**Short task 1:** Repeat the stretch from "If you sync" through "for small files." in the excerpt on file fragmentation, swapping "small files" for "little files" wherever it occurs.
**Short task 2:** Carry the excerpt on file fragmentation forward from its last sentence.

If you sync a lot of small files there is a bigger chance that they'll be split into fragments, unlike syncing a few big files. Also, you can partition your disk and allocate a special partition for the files that change more frequently to separate them from more or less static files. 

 

This is only part of the story, virtually all modern operating systems will attempt to avoid fragmentation when applications pre-allocate files with the appropriate sizes. However, if an application creates a bunch of tiny files and then appends data to them (without pre-allocating), you'll end up with substantial fragmentation as the file system was optimizing placement for small files.

This frequently happens with log files, which by their nature, don't have a size that can be known in advance, but for applications which know the size of the file when it starts, an application developer can greatly reduce fragmentation (and in some cases, increase write performance) by pre-allocating files.

**Dataset:**

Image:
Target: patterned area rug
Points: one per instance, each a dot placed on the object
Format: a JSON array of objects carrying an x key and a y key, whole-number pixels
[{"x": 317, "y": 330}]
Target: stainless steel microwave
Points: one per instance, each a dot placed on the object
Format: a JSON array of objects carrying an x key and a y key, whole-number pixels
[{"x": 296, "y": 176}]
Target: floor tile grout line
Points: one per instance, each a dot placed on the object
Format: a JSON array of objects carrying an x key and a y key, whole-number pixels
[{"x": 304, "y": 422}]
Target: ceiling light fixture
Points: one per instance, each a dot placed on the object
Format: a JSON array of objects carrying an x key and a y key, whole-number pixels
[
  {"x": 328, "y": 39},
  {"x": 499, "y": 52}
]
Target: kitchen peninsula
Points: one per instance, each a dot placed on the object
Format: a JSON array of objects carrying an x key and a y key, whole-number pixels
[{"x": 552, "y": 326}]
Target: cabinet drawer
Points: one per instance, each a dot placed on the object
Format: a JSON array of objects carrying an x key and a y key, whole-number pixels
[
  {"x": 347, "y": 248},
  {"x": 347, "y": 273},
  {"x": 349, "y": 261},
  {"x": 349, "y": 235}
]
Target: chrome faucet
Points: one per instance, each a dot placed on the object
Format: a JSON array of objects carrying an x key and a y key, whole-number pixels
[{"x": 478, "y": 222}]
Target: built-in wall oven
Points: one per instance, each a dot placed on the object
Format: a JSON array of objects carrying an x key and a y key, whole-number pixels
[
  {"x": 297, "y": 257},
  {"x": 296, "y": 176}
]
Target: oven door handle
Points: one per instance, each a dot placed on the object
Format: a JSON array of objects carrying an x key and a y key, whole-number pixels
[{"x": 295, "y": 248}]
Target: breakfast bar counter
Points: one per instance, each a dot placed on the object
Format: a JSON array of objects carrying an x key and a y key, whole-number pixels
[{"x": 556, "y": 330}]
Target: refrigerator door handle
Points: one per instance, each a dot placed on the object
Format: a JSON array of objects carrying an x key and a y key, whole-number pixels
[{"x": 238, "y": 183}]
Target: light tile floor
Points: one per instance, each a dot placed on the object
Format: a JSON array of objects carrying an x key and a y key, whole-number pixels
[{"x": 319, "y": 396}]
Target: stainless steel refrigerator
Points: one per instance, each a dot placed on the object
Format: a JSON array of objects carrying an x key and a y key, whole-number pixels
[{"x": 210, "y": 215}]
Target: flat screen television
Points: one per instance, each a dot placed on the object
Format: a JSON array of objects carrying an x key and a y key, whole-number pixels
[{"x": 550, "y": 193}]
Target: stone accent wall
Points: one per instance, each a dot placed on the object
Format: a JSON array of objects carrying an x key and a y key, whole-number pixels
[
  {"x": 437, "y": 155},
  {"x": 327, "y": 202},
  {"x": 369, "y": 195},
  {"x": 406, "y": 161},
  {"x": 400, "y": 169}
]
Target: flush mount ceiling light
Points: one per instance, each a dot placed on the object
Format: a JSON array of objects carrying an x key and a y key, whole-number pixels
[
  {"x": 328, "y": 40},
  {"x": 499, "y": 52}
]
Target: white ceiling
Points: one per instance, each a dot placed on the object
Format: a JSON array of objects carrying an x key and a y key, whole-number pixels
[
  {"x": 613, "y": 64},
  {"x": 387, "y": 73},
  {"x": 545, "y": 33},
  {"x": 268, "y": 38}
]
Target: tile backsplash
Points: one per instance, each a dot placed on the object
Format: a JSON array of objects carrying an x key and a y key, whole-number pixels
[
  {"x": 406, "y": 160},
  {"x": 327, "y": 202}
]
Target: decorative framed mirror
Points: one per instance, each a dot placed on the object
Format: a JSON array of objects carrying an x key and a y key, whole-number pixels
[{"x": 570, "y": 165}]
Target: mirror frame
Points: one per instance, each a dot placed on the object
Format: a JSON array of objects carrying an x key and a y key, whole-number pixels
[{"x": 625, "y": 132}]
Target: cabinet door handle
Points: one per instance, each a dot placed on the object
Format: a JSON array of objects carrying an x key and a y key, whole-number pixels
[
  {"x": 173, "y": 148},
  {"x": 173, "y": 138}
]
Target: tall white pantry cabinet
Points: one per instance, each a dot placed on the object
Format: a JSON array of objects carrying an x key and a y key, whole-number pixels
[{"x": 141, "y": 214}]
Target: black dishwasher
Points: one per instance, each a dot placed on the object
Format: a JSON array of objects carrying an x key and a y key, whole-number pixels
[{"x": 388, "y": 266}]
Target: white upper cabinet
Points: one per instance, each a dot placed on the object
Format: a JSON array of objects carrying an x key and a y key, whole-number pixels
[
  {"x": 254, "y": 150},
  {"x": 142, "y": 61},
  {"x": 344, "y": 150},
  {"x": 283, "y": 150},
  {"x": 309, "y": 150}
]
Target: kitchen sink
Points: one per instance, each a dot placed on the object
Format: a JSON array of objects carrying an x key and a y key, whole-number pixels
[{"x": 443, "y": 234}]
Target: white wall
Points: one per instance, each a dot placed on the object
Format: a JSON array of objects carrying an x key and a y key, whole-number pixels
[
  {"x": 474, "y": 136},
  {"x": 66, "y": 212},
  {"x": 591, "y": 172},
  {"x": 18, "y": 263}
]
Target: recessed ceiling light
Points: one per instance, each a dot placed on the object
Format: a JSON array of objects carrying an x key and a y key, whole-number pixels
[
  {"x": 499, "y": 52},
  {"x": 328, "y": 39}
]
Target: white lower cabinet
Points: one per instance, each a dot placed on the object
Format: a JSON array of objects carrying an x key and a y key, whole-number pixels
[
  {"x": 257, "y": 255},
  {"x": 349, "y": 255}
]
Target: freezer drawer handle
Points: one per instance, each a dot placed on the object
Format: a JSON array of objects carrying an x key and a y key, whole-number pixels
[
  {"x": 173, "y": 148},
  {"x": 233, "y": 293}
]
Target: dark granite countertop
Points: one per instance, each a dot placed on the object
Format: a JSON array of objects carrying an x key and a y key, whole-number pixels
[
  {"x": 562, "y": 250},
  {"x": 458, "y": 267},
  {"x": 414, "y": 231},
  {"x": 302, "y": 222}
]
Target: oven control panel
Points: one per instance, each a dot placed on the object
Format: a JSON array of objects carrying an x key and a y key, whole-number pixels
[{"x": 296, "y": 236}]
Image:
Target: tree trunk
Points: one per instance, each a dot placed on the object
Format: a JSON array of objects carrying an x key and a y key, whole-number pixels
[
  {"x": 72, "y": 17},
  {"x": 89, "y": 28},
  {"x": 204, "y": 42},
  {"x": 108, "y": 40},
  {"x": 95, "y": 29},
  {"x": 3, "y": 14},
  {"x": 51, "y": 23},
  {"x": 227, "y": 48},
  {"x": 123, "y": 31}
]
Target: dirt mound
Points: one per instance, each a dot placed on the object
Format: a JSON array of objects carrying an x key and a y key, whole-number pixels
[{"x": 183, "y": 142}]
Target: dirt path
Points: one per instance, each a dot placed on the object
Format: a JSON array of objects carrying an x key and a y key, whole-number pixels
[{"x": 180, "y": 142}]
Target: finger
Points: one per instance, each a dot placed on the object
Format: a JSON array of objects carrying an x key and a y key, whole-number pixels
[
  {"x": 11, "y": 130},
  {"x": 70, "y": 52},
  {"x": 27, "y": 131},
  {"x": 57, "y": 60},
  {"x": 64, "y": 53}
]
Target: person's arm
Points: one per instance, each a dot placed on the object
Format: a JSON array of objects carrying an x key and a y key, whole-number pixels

**Reply 1:**
If you sync a lot of little files there is a bigger chance that they'll be split into fragments, unlike syncing a few big files. Also, you can partition your disk and allocate a special partition for the files that change more frequently to separate them from more or less static files. 

 

This is only part of the story, virtually all modern operating systems will attempt to avoid fragmentation when applications pre-allocate files with the appropriate sizes. However, if an application creates a bunch of tiny files and then appends data to them (without pre-allocating), you'll end up with substantial fragmentation as the file system was optimizing placement for little files.

**Reply 2:**
(Why would this increase write performance? Because in some cases, file systems need to zero space before it can be used, if you pre-allocate the entire file, the file system will zero using a low-priority task whereas if you append to a file, it needs to be zeroed just a few blocks ahead of the write. Again, file systems try to optimize by completing your write and then zeroing the remainder of the block, but if the block size you're writing doesn't match the file system, you'll end up with weird effects)

Now to be clear, I have not looked at how Sync creates large files, whether it pre-allocates files or not, but my point is that the application layer is a major factor, not just the file system.